The ILEA had fought off one attempt to abolish it in 1980. The abolition of the GLC, announced in 1983, led to another attempt to get rid of the ILEA, but the Inner London Boroughs were adjudged not ready to handle education services. The Conservative government was led by Margaret Thatcher, who had grown to dislike the ILEA as over-spending and over-bureaucratic while Education Secretary in the early 1970s, and would have liked to abolish it.

Backbench Conservative MPs continued to oppose the continuation of the ILEA. The Education Reform Bill of Kenneth Baker proposed to allow Boroughs who wanted to opt out of the ILEA and become education authorities. However, the Government's hand was forced when an amendment was tabled in the House of Commons by Norman Tebbit and supported by Michael Heseltine to abolish the ILEA altogether. This unlikely alliance was particularly notable as Tebbit and Heseltine represented very different ideological wings of the Conservative Party. It was also the source of some local controversy at the time, as both members represented constituencies (Chingford and Henley respectively) outside the ILEA area.

The Government announced on 4 February 1988 that it would accept the Tebbit/Heseltine amendment and abolish the ILEA in 1990 as part of the Education Reform Act 1988. Once the Bill was passed, the ILEA then complied with this decision in the interests of education. The Inner London boroughs then became education authorities, and remain so today.

The abolition of the ILEA meant that Inner London boroughs had to, among other things, establish their own admissions policies. This indirectly impacted school admissions across the country, because the Greenwich judgment of 1989 established that LEAs could no longer give their own residents priority access to schools.

(Collection entries)
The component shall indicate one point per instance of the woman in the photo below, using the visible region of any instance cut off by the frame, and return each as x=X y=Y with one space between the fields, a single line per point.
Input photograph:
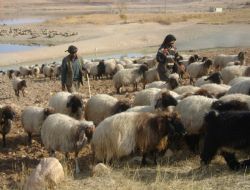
x=166 y=57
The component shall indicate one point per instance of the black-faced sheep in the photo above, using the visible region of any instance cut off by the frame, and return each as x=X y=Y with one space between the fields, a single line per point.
x=67 y=103
x=128 y=132
x=32 y=119
x=221 y=61
x=226 y=130
x=60 y=132
x=18 y=84
x=129 y=76
x=213 y=78
x=198 y=69
x=6 y=116
x=101 y=106
x=192 y=110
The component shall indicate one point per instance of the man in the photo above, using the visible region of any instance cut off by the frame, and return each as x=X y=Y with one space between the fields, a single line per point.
x=71 y=70
x=166 y=58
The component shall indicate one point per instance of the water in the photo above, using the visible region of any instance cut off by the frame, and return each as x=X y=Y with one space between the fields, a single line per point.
x=8 y=48
x=21 y=21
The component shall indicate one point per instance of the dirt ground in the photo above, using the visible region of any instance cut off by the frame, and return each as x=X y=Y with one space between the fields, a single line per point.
x=181 y=172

• _WHAT IS REQUIRED_: From the passage on the abolition of the ILEA, copy out word for word the portion that opens with the words containing "Backbench Conservative MPs" and closes with "the ILEA area.".

• _THE ANSWER_:
Backbench Conservative MPs continued to oppose the continuation of the ILEA. The Education Reform Bill of Kenneth Baker proposed to allow Boroughs who wanted to opt out of the ILEA and become education authorities. However, the Government's hand was forced when an amendment was tabled in the House of Commons by Norman Tebbit and supported by Michael Heseltine to abolish the ILEA altogether. This unlikely alliance was particularly notable as Tebbit and Heseltine represented very different ideological wings of the Conservative Party. It was also the source of some local controversy at the time, as both members represented constituencies (Chingford and Henley respectively) outside the ILEA area.